■ Task
Please use one to three sentences to explain why the report on chatting says the user had to get an extra phone line.

■ Passage shown
★ ★ ★ ★ ★ ★ ★
Surgeon General's Report on Chatting on the Internet
Chatting has been known to inspire hopes and dreams, but also, consume time and causes insanity. It can also cause the user to sit hunched over a computer, staring at the monitor until the wee hours of the morning! Further, chatting causes a poor diet, flat behind and the ability to avoid going to the bathroom. If you have any of these symptoms you are already headed for ~~BIG TROUBLE~~
Your electric bill has tripled in size.
You had to get an extra phone line so your friends can call.
When you introduce yourself, you give your screen name.
When you greet someone on the street, you tip your head and smile like this: 8-)
You forgot how to work the TV remote control.
You see something funny and scream, "LOL, LOL."
You meet the mailman at the curb and swear he said, "YOU'VE GOT MAIL."
You fall asleep, but instead of dreams you get IMs.
Tech support calls YOU for help.
You beg your friends to get an account so you can "hang out."
You purchase a vanity car license plate with your screen name on it.
You say "SCROLL UP" when someone asks what it was you said.
You sneak away to your computer when everyone goes to sleep.
You talk on the phone with the same person you are sending an instant message to.
You look at an annoying person off line and wish that you had your ignore button handy.
You start to experience "withdrawal" after not being online for 30 minutes.
You get up in the morning and go online before getting your coffee.
★ ★ ★ ★ ★ ★ ★
Dataset entries

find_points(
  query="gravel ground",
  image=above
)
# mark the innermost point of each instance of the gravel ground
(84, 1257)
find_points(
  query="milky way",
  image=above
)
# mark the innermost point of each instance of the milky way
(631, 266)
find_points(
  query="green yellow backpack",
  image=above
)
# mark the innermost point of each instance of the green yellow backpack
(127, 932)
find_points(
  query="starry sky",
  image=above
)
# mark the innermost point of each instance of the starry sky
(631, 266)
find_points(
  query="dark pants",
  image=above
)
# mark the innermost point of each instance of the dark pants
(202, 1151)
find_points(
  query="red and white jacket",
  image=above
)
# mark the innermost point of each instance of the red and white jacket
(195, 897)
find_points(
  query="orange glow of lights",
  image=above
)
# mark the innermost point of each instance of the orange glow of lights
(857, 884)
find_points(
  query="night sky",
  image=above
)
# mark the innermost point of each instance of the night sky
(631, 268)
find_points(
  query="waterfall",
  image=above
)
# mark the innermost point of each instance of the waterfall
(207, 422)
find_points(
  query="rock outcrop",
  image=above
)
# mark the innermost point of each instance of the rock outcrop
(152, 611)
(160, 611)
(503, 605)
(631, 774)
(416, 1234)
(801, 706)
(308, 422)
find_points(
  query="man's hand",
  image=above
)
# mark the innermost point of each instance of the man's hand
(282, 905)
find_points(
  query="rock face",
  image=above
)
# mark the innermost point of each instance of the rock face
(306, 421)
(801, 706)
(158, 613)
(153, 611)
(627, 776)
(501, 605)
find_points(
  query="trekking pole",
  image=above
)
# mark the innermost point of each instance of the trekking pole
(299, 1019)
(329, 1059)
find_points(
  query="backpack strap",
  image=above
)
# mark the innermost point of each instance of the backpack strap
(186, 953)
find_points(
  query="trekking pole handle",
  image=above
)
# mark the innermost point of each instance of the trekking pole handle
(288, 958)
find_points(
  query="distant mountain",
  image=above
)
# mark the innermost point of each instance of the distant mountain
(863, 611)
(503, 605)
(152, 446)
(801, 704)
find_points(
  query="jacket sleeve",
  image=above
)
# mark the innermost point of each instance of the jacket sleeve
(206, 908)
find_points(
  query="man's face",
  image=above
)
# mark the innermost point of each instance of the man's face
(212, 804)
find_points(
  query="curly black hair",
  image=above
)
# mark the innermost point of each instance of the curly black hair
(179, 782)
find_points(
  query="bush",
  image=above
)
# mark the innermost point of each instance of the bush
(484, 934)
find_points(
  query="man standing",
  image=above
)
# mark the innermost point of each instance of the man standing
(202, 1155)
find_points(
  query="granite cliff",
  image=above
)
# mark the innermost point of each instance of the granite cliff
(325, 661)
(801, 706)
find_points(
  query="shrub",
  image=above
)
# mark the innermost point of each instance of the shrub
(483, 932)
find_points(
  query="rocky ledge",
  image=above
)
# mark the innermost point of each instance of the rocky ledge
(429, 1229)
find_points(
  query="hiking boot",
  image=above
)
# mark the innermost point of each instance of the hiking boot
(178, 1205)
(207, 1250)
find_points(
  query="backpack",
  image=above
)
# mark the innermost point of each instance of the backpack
★ ★ ★ ★ ★ ★ ★
■ Task result
The report says the extra phone line was needed so the user's friends could call.